▶ Recorded information

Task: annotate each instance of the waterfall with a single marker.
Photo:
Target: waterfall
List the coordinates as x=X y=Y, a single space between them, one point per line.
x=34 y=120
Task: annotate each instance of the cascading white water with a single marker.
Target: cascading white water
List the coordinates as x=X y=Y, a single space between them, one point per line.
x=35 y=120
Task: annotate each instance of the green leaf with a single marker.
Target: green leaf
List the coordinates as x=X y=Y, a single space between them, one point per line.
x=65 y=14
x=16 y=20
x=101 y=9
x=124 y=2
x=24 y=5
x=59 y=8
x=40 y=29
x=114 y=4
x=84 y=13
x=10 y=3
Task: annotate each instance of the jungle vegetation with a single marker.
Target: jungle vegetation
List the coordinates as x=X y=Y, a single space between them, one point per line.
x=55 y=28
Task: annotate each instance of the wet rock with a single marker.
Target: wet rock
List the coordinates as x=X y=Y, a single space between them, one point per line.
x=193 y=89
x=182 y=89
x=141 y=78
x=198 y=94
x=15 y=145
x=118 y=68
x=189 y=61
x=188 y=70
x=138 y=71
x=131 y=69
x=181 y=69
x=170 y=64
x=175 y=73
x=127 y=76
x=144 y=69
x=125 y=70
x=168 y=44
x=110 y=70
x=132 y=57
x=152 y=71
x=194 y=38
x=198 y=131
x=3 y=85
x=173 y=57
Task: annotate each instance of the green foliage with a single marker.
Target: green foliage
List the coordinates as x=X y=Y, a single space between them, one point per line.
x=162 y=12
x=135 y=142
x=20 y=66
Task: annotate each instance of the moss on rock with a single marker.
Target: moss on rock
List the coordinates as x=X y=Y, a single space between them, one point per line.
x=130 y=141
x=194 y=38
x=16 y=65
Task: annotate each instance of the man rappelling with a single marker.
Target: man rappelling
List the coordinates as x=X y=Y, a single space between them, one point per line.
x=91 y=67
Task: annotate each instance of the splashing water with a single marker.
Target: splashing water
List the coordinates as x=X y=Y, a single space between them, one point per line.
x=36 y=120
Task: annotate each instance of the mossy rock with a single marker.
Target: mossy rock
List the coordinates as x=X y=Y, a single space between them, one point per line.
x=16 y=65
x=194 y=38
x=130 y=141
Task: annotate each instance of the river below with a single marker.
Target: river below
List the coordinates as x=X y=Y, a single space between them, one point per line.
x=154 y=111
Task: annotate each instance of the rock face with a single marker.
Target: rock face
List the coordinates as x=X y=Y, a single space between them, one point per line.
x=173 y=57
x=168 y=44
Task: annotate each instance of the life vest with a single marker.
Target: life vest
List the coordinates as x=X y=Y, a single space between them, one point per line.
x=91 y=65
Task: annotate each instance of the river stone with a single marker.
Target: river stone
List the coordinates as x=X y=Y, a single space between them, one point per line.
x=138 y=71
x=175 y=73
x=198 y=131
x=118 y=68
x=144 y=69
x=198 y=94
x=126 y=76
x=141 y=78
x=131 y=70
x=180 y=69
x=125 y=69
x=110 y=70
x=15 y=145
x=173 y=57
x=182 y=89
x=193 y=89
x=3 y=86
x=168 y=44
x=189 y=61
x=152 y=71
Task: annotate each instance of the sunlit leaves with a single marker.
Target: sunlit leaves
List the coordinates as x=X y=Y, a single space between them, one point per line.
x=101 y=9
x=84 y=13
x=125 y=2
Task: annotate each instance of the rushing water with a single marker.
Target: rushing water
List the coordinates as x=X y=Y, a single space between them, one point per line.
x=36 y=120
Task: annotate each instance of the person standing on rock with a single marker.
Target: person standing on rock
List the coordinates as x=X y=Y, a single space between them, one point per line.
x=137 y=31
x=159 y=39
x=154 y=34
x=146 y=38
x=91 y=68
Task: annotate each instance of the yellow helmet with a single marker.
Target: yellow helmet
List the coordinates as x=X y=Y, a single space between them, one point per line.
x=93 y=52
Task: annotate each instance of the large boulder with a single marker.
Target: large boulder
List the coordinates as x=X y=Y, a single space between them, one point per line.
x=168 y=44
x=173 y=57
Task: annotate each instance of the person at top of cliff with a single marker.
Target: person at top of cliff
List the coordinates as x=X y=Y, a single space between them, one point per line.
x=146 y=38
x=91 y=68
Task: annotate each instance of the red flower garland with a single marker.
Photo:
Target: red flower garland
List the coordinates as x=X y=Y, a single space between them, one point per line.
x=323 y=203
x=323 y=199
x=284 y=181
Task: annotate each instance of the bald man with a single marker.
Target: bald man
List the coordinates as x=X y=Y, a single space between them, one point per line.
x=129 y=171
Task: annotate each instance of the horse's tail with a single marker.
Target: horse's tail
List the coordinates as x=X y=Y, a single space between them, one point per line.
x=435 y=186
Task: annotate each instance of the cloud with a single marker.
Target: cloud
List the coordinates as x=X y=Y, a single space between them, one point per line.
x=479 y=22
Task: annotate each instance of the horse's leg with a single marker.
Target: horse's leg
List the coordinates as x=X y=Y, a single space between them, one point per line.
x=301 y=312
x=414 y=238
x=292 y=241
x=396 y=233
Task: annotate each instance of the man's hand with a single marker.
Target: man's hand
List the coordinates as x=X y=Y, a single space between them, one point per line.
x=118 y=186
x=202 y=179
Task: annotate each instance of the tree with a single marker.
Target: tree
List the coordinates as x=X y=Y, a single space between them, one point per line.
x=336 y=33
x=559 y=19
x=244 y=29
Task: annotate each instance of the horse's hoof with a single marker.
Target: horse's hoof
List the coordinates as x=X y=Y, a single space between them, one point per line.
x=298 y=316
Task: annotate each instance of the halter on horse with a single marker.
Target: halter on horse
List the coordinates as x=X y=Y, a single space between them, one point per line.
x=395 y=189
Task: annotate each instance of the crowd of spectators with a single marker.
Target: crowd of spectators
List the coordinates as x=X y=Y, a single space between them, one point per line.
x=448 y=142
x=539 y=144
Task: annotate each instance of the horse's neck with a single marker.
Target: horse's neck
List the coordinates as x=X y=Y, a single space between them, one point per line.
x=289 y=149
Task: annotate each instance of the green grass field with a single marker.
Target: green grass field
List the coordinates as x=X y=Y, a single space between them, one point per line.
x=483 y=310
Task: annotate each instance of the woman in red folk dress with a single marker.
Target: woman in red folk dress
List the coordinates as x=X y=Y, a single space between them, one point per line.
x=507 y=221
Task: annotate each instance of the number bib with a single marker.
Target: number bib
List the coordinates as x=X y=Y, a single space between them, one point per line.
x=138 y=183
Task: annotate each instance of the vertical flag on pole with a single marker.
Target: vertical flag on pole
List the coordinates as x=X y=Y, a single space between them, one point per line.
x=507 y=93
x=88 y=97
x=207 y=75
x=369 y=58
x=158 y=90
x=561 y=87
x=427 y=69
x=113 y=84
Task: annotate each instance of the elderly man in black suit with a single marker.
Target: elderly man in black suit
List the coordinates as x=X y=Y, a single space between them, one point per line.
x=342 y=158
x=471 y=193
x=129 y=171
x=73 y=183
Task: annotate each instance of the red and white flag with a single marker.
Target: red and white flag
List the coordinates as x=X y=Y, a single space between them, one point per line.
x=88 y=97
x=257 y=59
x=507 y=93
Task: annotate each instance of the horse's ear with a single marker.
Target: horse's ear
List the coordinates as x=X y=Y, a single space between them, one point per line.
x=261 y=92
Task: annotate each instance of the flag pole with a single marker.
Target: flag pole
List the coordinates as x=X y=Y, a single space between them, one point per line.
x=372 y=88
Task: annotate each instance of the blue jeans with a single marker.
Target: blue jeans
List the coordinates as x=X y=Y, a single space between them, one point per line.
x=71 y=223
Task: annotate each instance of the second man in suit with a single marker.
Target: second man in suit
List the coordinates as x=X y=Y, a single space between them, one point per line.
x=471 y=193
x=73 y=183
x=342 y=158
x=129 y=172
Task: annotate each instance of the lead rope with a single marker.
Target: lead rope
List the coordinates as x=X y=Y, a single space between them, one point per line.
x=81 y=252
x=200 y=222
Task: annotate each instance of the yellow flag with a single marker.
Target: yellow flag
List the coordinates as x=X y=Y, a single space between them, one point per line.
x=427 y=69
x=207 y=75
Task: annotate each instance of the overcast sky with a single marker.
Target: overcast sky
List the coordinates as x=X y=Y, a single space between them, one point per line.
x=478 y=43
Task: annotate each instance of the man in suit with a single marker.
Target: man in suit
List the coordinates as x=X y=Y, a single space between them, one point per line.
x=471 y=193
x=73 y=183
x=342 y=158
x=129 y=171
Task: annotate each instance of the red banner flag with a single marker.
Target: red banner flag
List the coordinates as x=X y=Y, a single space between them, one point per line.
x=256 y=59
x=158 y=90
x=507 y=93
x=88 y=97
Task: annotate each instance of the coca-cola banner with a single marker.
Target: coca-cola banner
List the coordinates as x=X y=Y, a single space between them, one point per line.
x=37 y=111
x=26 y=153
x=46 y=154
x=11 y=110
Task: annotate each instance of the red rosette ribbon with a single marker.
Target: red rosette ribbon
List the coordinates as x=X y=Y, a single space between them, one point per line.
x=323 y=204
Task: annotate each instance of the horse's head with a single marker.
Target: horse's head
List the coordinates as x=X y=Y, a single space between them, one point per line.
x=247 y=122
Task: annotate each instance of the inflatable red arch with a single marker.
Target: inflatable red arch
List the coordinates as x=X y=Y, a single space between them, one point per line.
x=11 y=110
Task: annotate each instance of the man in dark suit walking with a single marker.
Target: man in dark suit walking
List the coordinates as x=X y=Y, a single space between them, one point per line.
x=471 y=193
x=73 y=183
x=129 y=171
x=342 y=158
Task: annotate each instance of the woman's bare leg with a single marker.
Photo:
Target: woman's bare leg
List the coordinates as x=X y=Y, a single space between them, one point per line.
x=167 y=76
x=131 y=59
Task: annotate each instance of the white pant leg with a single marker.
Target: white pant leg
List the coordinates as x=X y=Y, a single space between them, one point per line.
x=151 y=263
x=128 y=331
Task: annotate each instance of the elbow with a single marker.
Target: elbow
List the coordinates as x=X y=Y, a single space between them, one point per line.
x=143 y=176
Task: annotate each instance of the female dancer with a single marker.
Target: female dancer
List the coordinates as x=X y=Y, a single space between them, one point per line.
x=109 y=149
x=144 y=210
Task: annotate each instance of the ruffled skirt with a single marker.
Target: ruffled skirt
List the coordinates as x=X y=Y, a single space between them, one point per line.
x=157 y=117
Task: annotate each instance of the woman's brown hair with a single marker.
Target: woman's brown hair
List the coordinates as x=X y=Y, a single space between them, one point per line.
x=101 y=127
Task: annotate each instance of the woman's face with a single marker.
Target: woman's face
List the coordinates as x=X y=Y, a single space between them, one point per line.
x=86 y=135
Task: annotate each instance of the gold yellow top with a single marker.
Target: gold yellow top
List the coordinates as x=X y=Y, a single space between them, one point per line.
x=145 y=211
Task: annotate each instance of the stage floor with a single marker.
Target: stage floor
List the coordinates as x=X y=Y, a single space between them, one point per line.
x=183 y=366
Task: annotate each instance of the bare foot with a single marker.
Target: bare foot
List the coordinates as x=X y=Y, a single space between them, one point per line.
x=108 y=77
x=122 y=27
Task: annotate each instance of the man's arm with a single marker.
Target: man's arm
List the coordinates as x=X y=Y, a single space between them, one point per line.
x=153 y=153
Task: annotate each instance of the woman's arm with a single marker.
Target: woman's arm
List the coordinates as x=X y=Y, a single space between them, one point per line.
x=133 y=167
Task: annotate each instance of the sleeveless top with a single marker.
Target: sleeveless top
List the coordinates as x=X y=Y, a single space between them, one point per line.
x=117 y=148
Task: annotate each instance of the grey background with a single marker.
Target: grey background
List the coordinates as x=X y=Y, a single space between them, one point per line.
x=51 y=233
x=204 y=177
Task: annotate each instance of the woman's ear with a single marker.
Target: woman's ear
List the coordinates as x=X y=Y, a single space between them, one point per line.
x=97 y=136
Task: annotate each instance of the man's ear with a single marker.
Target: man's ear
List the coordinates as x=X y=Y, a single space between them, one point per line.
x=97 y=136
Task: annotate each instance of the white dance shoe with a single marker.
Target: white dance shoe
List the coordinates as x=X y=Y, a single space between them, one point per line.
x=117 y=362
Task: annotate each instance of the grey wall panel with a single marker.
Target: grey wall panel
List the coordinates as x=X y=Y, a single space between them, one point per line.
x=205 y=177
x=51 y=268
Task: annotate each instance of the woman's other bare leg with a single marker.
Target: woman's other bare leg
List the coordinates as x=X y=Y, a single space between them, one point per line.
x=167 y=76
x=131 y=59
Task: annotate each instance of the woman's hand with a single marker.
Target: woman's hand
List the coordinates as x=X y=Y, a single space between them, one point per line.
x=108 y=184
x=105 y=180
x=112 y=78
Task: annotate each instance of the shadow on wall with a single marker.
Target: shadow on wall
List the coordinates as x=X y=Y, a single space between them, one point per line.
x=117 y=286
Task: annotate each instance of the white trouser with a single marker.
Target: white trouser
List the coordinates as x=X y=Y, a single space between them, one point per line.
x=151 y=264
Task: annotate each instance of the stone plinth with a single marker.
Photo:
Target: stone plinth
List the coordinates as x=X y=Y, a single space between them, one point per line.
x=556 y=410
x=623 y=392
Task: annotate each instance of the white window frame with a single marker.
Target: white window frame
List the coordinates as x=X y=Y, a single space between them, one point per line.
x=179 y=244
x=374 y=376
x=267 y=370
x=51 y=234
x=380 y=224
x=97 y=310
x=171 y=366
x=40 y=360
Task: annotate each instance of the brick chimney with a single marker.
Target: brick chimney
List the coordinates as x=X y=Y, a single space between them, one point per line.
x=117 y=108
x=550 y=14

▶ What to do
Every line of the listing that holds "tree" is to be counted; give only the resulting number.

▶ Problem solution
2